■ **DIRECTIONS**: In your copy of the data, include no pictures and alter nothing else.

■ **DATA EXTRACTS**:
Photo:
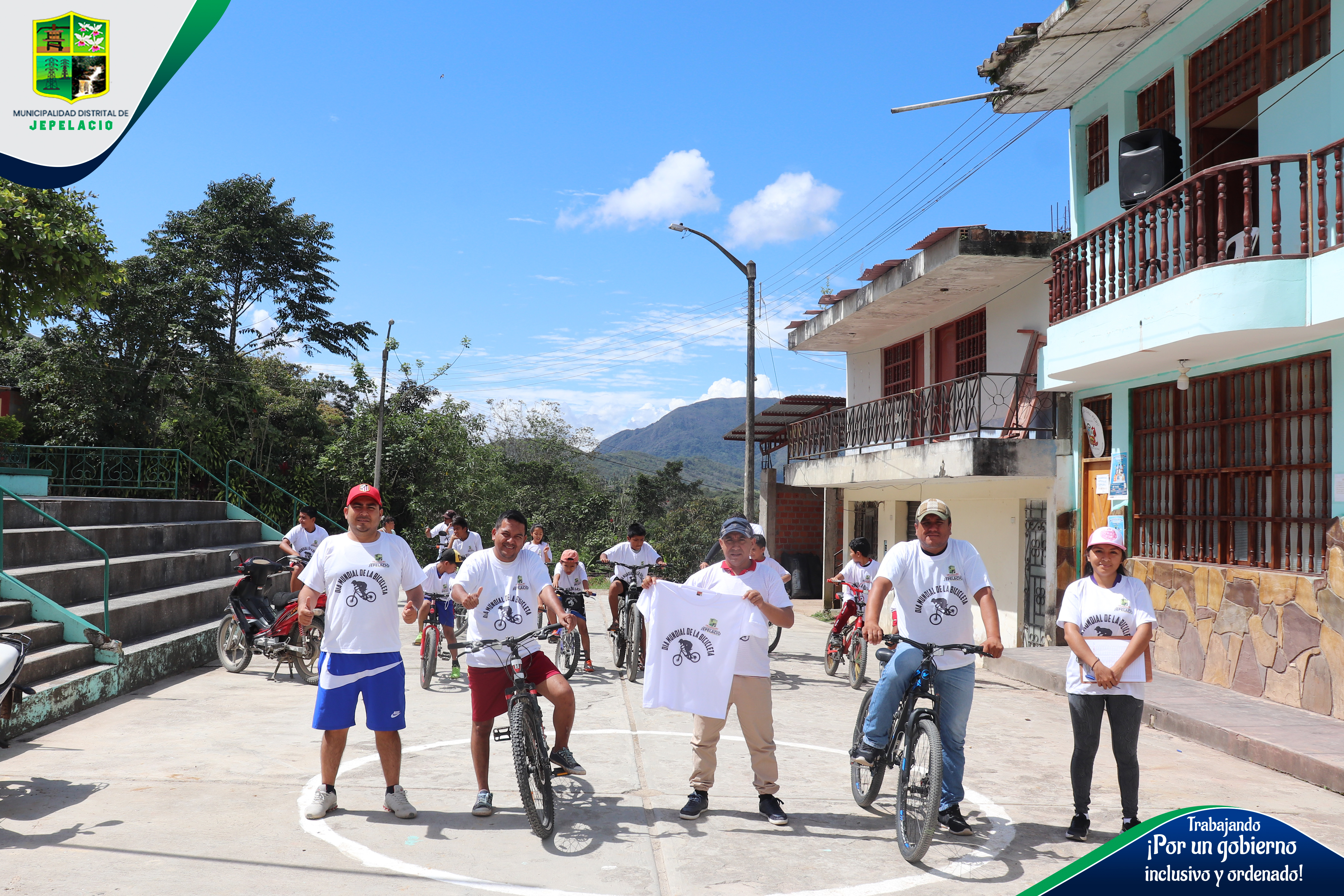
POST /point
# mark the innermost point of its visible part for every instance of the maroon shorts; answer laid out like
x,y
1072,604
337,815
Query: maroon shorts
x,y
490,683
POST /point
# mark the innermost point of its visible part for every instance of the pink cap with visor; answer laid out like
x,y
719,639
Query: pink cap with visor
x,y
1107,535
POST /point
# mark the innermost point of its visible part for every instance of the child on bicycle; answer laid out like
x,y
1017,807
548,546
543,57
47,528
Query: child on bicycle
x,y
572,577
439,587
858,573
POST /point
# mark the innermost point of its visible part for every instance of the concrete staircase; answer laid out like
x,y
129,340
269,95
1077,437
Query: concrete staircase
x,y
170,582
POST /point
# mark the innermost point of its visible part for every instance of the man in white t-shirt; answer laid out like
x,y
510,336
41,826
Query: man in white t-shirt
x,y
501,589
362,573
632,553
751,691
935,578
302,542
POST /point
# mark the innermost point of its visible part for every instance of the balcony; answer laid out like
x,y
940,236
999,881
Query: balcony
x,y
986,406
1208,221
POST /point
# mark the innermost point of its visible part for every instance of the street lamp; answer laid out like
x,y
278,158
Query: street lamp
x,y
749,471
382,401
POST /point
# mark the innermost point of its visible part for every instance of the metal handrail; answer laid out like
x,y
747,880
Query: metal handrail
x,y
107,561
297,500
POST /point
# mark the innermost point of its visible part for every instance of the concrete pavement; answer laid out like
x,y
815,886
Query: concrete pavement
x,y
191,786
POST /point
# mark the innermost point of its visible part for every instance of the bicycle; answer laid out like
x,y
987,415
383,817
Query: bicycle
x,y
628,639
850,647
915,745
526,733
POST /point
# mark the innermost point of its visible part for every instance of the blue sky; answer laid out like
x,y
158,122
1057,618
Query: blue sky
x,y
507,174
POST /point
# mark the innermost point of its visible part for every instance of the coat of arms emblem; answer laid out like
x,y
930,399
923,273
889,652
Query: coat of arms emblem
x,y
70,57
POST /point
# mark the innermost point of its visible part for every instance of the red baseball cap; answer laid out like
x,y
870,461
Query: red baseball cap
x,y
363,491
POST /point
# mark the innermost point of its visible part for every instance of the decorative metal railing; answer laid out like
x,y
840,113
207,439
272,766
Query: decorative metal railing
x,y
1208,220
987,405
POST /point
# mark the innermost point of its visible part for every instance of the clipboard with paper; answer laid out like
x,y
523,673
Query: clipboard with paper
x,y
1109,652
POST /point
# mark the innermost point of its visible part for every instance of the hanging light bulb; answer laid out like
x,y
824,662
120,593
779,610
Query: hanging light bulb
x,y
1183,381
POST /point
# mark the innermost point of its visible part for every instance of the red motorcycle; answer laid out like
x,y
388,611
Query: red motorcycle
x,y
253,627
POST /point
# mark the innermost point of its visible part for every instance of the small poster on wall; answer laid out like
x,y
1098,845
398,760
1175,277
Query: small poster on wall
x,y
1119,477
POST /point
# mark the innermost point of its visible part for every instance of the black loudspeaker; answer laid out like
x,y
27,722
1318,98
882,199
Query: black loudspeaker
x,y
1150,162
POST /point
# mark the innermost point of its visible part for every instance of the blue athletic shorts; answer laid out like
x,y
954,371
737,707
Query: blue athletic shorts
x,y
343,676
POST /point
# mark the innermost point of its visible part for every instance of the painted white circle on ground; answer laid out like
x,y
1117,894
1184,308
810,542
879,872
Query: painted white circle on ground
x,y
999,837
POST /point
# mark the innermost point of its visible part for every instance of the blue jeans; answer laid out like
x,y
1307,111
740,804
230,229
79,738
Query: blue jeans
x,y
955,688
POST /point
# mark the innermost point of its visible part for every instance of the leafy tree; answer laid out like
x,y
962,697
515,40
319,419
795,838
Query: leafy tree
x,y
241,250
54,256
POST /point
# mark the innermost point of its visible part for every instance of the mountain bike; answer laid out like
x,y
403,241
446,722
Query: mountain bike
x,y
849,647
915,745
628,639
526,733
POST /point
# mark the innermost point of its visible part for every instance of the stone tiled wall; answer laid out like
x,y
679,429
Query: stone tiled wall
x,y
1267,635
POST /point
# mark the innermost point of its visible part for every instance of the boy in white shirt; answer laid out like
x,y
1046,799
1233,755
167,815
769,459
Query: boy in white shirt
x,y
632,553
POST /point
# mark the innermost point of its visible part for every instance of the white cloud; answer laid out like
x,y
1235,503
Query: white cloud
x,y
729,387
679,185
792,207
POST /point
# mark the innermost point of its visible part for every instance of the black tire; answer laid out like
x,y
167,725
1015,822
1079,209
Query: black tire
x,y
858,660
310,644
533,765
635,652
429,656
865,781
831,656
232,645
920,790
568,653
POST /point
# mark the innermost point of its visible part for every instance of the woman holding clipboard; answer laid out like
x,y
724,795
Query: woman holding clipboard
x,y
1100,613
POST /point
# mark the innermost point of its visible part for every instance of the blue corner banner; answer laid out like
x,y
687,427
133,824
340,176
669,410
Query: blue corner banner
x,y
1206,849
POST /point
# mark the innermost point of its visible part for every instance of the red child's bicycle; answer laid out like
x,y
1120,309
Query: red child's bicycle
x,y
849,645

■ **SOLUTION TO THE PROBLEM**:
Photo:
POST /point
# mark the innermost point of its visible part for every instance of the maroon shorts; answer laid out like
x,y
1072,604
337,815
Query: maroon shorts
x,y
490,683
POST /point
# mark the innermost point of its visible part for every instance of the pink cap with visor; answer laid out like
x,y
719,639
Query: pink cap with visor
x,y
1107,535
POST /point
# mark the innermost point of its visible part for every instance of the child on bicycle; answer laid out like
x,y
1017,807
548,546
543,57
47,528
Query: child on bicycle
x,y
572,577
439,587
858,573
POST /point
# mark the innermost point of its visible part for every instance of the concrete staircase; answer laid out like
x,y
129,340
269,95
1077,437
Query: concrete staircase
x,y
170,582
POST /point
# mark the innermost point of its visible part for every instance of the man in white t-shirt; answer laid out like
x,y
510,336
41,826
Query: man in white t-shirt
x,y
501,589
362,573
632,553
751,691
935,578
302,542
POST /point
# mark the innermost point of its visible part for every instance of the balcony; answer laid out like
x,y
940,236
999,881
Query: balcony
x,y
986,406
1208,221
POST /point
# mark the innermost point of its visible part for every instance of the street lamp; answer laid out like
x,y
278,158
Query: street lamp
x,y
749,471
382,401
POST /point
# mark the innermost point of its visible part for every instance of the metal handrail; answer laid out like
x,y
747,880
Query: metal handrail
x,y
107,561
297,500
POST /point
# mark the innermost point of its visible part for every instance of the concrete pavement; answer laid out like
x,y
815,886
Query: concrete pavement
x,y
191,786
POST /point
# mark the innermost point of its visible part for every instance of the bicycle; answer laid out like
x,y
987,415
383,817
Query: bicycle
x,y
628,639
850,647
915,745
526,733
POST /point
# mark the innermost point of its visible part for every instance of the blue sky; answer laid out like
x,y
158,122
1057,618
Query: blue sky
x,y
507,174
POST /point
# mark the innermost point of its visible part for every instance of the coat of arms emblem; answer laid out like
x,y
930,399
923,273
889,652
Query: coat of arms emblem
x,y
70,57
POST /point
# mark the innermost point of its visible part for every instance of the red baseball cap; answer laid out like
x,y
870,461
Query: red baseball cap
x,y
363,491
POST /point
# mark the innermost point of its visible part for every instance of the decorative metal railing; answer laid out like
x,y
840,113
207,439
272,766
Query: decorative metal railing
x,y
1208,220
987,405
POST /point
# mark the innermost point of its visible part for every instance of the clipboard with paper; answer laid out like
x,y
523,673
Query: clipboard with paper
x,y
1109,652
POST /point
# mark the innermost point of its visible part for every instance of the hanging light bulb; answer laid out like
x,y
824,662
120,593
779,610
Query: hanging light bulb
x,y
1183,381
POST /point
# mark the innermost point of its visible part for every instance of the red motorcycle; answer laid out like
x,y
388,611
Query: red motorcycle
x,y
253,627
POST /point
# mark the innermost point of its visible part for every instance of the small poster on wall; answer laid out like
x,y
1098,845
398,760
1175,277
Query: small poster on wall
x,y
1119,477
POST /point
# mark the innermost point of its visible part for every instance of the black loudspeaker; answer laid out like
x,y
27,722
1318,98
882,199
Query: black loudspeaker
x,y
1150,162
POST /point
# mark the innermost point of its visible part for every instance of the blue athletic shorts; answer laid out like
x,y
954,371
737,707
Query: blue athletic shorts
x,y
343,676
POST /point
# mark the innermost point of its visible part for every instance of the painted white circle on ground; answer laid out like
x,y
1117,894
1184,308
810,542
879,872
Query: painted white circle on ground
x,y
999,837
POST /point
# mark the innermost point of its visible part for every instance of the blue jeans; answer laid out like
x,y
1307,111
740,804
230,229
79,738
Query: blue jeans
x,y
955,688
POST /point
# mark the innermost point of its visible part for every instance of the leafy tree; answer laid out like
x,y
962,697
515,40
319,419
795,838
Query: leafy tree
x,y
241,250
54,256
POST /point
# mark the innermost point of its visible part for every instance of the mountain bike; answer laid out like
x,y
403,241
446,722
Query: mountain bike
x,y
849,647
915,745
628,639
526,733
POST /point
# mark the innermost point of its visible part for every instance of the stone tiled wall; answer laid out like
x,y
679,429
Query: stone tiled wall
x,y
1267,635
POST /point
# mark the innermost point of its visible part for every instance of the boy in white shirt; answer laid out like
x,y
1046,799
1233,755
167,815
769,459
Query: boy in white shirt
x,y
632,553
POST /point
# mark the innermost point of its visible part for every instance of the white cloud; answer laid out like
x,y
1235,503
Query: white cloud
x,y
729,387
679,185
792,207
POST /point
# mark the innermost point of its visible part for every instance of the black tire; answer laid out like
x,y
167,725
1015,822
1079,209
Query: black tire
x,y
858,660
310,644
533,765
635,652
429,656
865,781
831,656
232,645
920,790
568,653
POST /point
# mark the innermost point of its visible part for every instance of the woman holding clipboard; answer laid out like
x,y
724,795
Query: woman holding clipboard
x,y
1100,613
POST /point
# mark the innermost point of its visible part for every instance of the blue corner banner; answer laid out like
x,y
687,427
133,824
340,176
669,410
Query: blue corner banner
x,y
1206,849
POST /point
# mark the innermost point of its visible part for every instance of the red child's bicycle; answer laid out like
x,y
1120,309
Query: red child's bicycle
x,y
849,645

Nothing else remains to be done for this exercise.